● Estratto della pagina
L'uomo e i cani sono colpiti da una forma di tumore alla vescica del tutto simile

L'uomo e i cani sono colpiti da una forma di tumore alla vescica del tutto simile

Milano, 4 settembre 2025 – Un nuovo studio scientifico ha identificato un nuovo biomarcatore molecolare che potrebbe aiutare i medici a individuare un tumore alla vescica aggressivo in fase iniziale, come il tumore alla vescica non muscolo-invasivo di alto grado (NMIBC), sia nei cani che negli esseri umani.

Questa scoperta amplia le nostre conoscenze sul comportamento del tumore alla vescica aggressivo in entrambe le specie. La scoperta getta anche le basi per metodi innovativi per rilevarlo e trattarlo in modo più precoce ed efficace, poiché la nuova proteina marcatore molecolare (chiamata integrina 51) agisce come un campanello d'allarme per i tumori aggressivi.

Il cancro alla vescica colpisce sia gli esseri umani che i cani con caratteristiche cliniche simili, tra cui mutazioni genetiche e risposte al trattamento condivise. Il carcinoma uroteliale canino (carcinoma a cellule transizionali o TCC) è il tumore più comune del tratto urinario nei cani e colpisce più frequentemente la vescica.

Questo tumore rispecchia così fedelmente la forma umana che i ricercatori lo definiscono ora un potente modello comparativo, che riflette meglio la patologia umana e che può imitare la malattia negli esseri umani in modo più accurato rispetto ai modelli di roditori comunemente utilizzati in laboratorio. I cani non solo sviluppano la malattia spontaneamente, ma condividono anche con gli esseri umani bersagli tumorali comuni e persino microbiomi intestinali e urinari simili.

Il ricercatore

Secondo Davide Danilo Zani, ricercatore veterinario dell'Università degli Studi di Milano: "I cani sviluppano il cancro in modi molto simili agli esseri umani, anche a livello molecolare. Poiché invecchiano più velocemente, possiamo osservare il decorso naturale del cancro e valutare gli effetti dei trattamenti in un lasso di tempo più breve. Questo li rende modelli eccellenti per studiare nuove terapie in casi di malattia spontanea, senza dover creare artificialmente la malattia in laboratorio.

Ambienti condivisi

“Allo stesso tempo, il loro stretto contatto con l'ambiente umano - condividendo la stessa aria, acqua ed esposizione a inquinanti - li rende potenti rilevatori, rivelando i rischi per la salute a cui potremmo andare incontro".

● Istruzioni dell'esercizio
[A] Copia dal testo sul tumore alla vescica il passo che va da "Il cancro alla" fino a "e urinari simili." compreso.
[B] Secondo il testo sul tumore alla vescica, qual è il tumore più comune del tratto urinario nei cani?

● Dati forniti
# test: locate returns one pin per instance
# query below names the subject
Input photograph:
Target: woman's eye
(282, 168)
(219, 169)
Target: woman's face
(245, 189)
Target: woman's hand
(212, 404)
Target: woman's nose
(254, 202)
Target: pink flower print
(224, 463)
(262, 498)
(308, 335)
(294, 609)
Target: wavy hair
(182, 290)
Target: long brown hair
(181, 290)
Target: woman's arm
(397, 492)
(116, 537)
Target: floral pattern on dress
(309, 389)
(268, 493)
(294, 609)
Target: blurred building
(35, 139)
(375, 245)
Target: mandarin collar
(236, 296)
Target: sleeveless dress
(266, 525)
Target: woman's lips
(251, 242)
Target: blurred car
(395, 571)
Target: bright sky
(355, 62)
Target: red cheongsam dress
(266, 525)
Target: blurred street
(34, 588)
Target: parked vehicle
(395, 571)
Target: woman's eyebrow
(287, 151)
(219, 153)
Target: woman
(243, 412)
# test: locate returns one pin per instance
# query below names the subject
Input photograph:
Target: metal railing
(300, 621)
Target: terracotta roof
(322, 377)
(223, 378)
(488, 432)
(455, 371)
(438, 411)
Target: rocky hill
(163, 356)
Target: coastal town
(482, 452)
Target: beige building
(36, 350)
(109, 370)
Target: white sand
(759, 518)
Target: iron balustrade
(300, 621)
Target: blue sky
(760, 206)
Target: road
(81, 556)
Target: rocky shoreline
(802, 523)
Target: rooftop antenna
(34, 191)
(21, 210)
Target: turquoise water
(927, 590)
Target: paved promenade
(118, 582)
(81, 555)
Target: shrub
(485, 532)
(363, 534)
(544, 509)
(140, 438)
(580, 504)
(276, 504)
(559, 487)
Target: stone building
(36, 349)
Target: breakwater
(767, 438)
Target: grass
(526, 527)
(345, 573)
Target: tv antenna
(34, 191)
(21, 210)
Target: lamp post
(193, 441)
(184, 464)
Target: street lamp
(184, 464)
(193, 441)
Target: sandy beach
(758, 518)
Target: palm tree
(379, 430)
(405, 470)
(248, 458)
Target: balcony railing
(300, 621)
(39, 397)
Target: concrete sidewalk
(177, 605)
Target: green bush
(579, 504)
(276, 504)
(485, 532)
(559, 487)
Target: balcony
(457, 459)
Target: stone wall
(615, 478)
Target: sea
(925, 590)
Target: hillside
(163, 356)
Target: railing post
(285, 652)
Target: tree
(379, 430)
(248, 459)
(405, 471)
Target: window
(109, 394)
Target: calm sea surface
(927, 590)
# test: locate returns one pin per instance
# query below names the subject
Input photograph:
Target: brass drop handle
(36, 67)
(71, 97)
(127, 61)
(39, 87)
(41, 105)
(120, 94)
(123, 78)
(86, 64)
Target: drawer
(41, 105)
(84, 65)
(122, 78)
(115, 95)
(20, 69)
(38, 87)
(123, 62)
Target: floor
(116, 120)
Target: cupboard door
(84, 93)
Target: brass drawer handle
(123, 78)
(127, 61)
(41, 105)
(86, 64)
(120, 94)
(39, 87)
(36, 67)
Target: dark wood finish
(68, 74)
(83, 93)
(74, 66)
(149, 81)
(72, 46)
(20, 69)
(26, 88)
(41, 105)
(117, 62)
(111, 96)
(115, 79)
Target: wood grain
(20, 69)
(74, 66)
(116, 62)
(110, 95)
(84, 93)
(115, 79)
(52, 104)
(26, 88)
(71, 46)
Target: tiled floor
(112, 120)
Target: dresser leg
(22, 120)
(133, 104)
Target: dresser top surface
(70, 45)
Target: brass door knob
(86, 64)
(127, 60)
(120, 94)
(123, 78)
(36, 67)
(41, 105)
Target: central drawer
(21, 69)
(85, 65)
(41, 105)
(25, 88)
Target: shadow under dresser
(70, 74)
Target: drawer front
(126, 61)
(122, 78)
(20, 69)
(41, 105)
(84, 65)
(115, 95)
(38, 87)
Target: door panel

--

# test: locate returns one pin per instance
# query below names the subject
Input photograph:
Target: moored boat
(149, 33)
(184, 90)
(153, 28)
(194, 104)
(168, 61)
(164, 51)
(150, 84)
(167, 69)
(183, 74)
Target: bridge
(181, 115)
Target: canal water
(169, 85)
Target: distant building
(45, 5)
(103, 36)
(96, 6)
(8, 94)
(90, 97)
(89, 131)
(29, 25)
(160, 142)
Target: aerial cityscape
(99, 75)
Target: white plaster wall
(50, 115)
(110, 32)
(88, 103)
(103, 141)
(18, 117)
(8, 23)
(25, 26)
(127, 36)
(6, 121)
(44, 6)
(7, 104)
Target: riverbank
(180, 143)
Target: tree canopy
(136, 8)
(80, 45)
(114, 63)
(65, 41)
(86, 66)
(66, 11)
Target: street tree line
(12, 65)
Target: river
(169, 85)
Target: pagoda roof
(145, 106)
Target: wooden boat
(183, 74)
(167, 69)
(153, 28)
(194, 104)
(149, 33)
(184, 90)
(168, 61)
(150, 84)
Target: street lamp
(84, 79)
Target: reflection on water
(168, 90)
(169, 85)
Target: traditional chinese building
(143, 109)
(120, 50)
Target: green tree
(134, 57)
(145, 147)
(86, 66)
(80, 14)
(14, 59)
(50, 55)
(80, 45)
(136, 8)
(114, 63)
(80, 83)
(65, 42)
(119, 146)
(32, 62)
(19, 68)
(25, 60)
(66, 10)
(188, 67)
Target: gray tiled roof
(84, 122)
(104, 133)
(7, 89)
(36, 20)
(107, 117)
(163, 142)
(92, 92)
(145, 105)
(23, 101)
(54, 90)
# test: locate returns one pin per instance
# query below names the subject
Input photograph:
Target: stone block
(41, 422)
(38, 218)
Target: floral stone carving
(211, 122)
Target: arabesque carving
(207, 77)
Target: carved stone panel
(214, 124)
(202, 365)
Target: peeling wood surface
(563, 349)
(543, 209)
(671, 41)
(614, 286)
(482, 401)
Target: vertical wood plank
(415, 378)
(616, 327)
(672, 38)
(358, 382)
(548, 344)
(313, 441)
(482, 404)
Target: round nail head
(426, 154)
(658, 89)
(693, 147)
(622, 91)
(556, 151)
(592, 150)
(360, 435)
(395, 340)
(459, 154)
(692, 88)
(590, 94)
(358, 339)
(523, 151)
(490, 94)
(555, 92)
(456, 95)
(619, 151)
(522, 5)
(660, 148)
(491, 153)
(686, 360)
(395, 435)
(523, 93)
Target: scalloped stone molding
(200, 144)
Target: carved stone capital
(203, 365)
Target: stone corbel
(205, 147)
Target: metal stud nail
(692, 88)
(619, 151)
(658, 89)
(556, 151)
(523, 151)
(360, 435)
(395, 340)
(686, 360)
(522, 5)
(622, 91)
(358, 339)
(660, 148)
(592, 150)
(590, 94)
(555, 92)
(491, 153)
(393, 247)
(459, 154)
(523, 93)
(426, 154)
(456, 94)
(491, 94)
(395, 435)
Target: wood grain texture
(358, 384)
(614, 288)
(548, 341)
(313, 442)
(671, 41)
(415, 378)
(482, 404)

==

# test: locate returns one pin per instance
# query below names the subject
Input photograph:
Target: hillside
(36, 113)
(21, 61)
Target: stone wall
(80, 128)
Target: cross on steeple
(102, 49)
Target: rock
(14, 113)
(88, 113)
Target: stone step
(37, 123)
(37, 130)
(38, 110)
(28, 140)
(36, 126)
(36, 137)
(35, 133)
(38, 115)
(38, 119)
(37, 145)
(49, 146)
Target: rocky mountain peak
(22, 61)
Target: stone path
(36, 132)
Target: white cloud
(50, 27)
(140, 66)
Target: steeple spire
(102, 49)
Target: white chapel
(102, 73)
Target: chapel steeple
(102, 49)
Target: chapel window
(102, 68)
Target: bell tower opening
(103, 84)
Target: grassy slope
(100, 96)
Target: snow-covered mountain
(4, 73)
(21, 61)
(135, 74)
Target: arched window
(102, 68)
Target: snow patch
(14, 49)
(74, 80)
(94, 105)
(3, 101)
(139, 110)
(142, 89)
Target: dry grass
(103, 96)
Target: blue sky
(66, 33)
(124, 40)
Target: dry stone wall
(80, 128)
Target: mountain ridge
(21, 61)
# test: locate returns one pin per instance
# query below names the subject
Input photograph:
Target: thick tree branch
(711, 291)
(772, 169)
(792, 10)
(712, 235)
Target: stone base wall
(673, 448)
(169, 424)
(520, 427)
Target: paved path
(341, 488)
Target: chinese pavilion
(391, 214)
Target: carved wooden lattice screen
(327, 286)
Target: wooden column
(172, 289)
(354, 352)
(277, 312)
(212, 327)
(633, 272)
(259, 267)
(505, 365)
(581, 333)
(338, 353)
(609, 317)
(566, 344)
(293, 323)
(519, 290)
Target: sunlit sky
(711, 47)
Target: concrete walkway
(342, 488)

● Risultati per compito
[A]
Il cancro alla vescica colpisce sia gli esseri umani che i cani con caratteristiche cliniche simili, tra cui mutazioni genetiche e risposte al trattamento condivise. Il carcinoma uroteliale canino (carcinoma a cellule transizionali o TCC) è il tumore più comune del tratto urinario nei cani e colpisce più frequentemente la vescica.

Questo tumore rispecchia così fedelmente la forma umana che i ricercatori lo definiscono ora un potente modello comparativo, che riflette meglio la patologia umana e che può imitare la malattia negli esseri umani in modo più accurato rispetto ai modelli di roditori comunemente utilizzati in laboratorio. I cani non solo sviluppano la malattia spontaneamente, ma condividono anche con gli esseri umani bersagli tumorali comuni e persino microbiomi intestinali e urinari simili.

[B] Il carcinoma uroteliale canino, detto anche carcinoma a cellule transizionali (TCC).